[Items from a dataset]
----

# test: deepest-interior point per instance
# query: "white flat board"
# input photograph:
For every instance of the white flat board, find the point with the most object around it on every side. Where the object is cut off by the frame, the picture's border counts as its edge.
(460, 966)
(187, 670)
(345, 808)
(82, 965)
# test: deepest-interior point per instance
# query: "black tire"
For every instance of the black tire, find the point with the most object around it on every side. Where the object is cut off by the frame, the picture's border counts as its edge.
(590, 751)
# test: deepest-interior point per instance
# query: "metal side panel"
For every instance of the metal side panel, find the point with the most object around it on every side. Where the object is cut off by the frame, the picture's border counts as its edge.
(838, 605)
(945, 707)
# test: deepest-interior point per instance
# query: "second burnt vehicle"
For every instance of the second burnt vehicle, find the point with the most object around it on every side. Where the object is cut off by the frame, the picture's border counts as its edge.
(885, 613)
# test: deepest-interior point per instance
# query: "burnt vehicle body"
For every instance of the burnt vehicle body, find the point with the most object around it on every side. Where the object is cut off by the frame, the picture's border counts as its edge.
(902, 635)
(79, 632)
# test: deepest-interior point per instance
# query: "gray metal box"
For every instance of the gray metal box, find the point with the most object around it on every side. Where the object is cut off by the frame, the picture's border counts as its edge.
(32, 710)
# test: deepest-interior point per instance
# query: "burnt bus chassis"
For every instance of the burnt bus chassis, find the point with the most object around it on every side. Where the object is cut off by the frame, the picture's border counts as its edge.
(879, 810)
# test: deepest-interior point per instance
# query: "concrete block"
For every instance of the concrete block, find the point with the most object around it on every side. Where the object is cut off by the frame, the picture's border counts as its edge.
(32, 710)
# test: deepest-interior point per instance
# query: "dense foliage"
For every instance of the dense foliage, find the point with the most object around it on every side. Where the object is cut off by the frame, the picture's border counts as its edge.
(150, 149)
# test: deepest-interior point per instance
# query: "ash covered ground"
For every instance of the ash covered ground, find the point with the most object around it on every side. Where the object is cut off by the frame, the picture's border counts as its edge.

----

AIM OF THE EXERCISE ▸ Please set down the whole listing above without altering a single line.

RESULT ▸
# test: deepest-interior point per instance
# query: "white flat board"
# input photograph:
For every instance of the white flat board, find the point with the most object around it on every side. Where the object is cut off by the frame, the picture's border counts as its edge.
(460, 966)
(187, 670)
(345, 808)
(82, 965)
# test: deepest-interior point per instance
# query: "black tire"
For every instance of the black tire, find the point with the most object around it on every side. Where the object is cut off by the frame, the picture's border counts as its edge.
(590, 751)
# test: deepest-interior point per instance
# query: "metal side panel"
For every instance of the metal side panel, find the point with the most object around it on every side. Where the object is cut off by the frame, the picture's border counts as its edge.
(838, 605)
(945, 707)
# test: deepest-interior point per instance
# query: "second burnt vehicle"
For every instance of the second burnt vehicle, find the point with the most object around it on every side. Where the object is cut off by the frame, the picture's border counts as its edge.
(885, 613)
# test: deepest-interior point per instance
# query: "burnt vehicle body"
For every instance of the burnt vehicle body, find the point with the most object around it on every side. Where the object is cut off by the frame, the picture's border counts as its edge.
(902, 635)
(79, 632)
# test: deepest-interior point per instance
# query: "gray metal box"
For every instance of the gray metal box, find the point with the most object around it on every side. Where the object is cut off by the frame, the picture's border counts as its edge.
(32, 710)
# test: deepest-interior point per instance
# query: "burnt bus chassis"
For every instance of the burnt bus chassis, find the point with the most object around it on every side. Where the object is cut off by the frame, the picture's border counts as its edge.
(879, 810)
# test: deepest-interior point per instance
# query: "concrete block"
For every instance of the concrete block, find the point with the most object around it on every side. Where the object is cut off by the frame, the picture's border counts as its edge.
(32, 710)
# test: deepest-interior point per instance
# query: "dense foliage"
For every instance of the dense foliage, find the point with the most object around it on every side. Where the object is cut off by the frame, the picture's border counts as its edge.
(150, 149)
# test: deepest-interior point per instance
# query: "ash covered ground"
For every instance of the ash covered ground, find the point with the most object around it on every side. Where the object is cut off by the frame, the picture's border counts as its edge.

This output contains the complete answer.